Information supplied.
* * * *

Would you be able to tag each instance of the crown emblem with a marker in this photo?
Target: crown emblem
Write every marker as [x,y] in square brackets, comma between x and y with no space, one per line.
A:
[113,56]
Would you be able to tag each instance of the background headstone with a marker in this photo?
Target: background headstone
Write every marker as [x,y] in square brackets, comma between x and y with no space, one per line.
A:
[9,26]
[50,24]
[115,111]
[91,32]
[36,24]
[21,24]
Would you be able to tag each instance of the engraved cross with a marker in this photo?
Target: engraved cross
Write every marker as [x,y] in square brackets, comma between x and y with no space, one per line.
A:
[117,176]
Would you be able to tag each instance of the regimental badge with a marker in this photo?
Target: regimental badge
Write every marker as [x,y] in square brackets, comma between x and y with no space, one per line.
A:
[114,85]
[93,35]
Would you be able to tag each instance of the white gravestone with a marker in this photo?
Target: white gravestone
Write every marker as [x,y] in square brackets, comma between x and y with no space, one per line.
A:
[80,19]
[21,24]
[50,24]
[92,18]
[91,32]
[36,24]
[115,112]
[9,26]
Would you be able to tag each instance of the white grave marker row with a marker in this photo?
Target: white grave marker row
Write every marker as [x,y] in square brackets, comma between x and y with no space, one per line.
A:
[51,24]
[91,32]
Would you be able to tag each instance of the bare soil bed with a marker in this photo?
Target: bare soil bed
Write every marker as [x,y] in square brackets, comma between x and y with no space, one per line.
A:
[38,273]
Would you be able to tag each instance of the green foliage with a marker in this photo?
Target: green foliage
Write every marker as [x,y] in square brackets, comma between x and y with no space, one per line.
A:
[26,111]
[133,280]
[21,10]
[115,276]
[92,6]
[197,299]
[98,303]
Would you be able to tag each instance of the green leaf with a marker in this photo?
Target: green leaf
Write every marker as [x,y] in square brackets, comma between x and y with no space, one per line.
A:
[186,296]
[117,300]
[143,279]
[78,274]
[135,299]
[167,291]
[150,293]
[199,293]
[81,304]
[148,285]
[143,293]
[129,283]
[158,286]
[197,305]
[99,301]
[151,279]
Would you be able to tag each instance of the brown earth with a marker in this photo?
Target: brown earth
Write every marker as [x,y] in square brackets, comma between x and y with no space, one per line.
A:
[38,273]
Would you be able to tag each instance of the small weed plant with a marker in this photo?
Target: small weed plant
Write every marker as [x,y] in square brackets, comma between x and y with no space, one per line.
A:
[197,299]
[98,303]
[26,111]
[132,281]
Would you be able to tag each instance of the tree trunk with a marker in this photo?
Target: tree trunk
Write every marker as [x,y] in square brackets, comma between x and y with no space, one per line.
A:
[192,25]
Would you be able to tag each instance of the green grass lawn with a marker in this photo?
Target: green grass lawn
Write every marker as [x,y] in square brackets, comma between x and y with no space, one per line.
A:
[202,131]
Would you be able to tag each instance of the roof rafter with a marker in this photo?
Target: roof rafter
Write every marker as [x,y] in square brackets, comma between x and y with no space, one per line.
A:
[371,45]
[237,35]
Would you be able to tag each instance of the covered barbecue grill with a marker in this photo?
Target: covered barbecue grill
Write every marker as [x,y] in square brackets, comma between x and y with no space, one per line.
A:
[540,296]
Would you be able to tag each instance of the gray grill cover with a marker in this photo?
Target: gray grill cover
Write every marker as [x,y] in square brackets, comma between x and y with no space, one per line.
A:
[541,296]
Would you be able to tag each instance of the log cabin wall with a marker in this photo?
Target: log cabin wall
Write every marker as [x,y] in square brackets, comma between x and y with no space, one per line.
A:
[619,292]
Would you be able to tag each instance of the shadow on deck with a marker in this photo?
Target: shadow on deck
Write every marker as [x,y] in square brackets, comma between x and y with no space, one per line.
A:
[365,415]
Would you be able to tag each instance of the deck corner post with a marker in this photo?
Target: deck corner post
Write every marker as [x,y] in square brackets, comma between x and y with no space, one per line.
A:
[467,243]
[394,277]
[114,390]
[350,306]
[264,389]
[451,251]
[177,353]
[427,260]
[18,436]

* * * *

What to produce.
Copy the material from the line containing "lawn with a marker in this photo?" through the end of the material, keeping every line unchanged except that each x and y coordinate in the answers is increased by 5.

Task answer.
Would you be able to tag each instance of the green grass lawn with a marker in this photo?
Target: green grass lawn
Write every marker as [x,y] in square brackets, comma between x and y with no space, one per line.
A:
[207,136]
Would you be able to tag each instance of the roof rafter with a marker in this photo?
Target: roof rafter
Write every marker as [x,y] in square brackets, comma between x and y with no space, one per line.
A:
[376,50]
[242,40]
Would you be able to tag each instance of the covered barbecue grill with a marker in this photo?
Target: covered barbecue grill
Write every marker as [x,y] in square brackets, comma between x and y with no space, one per line.
A:
[545,301]
Would you be able to tag each instance of the gray grill cover with a marker in this photo?
Target: gray grill cover
Write every marker as [x,y] in square brackets, comma between x and y with no space, one per line.
A:
[546,301]
Would you be able to tag each instance of the log cabin wall with a marker in this photo?
Target: log cabin wall
Write every marker as [x,y] in square brackets, comma between x and y with no space, one per line.
A:
[624,297]
Would you be able to tag each instance of the shadow on deck with a marker in this photo?
Target: shadow on deck
Write every marker as [x,y] in square brackets, comma between x and y with no space, one per line.
A:
[370,420]
Would you be able to tag each instance of the deck corner post with a marker in this photo?
Target: deck corner post
Write every marker as [x,y] in square brackets, comma between x and y with no space, one per line.
A:
[472,248]
[399,282]
[119,395]
[355,311]
[269,394]
[456,256]
[182,358]
[432,265]
[23,441]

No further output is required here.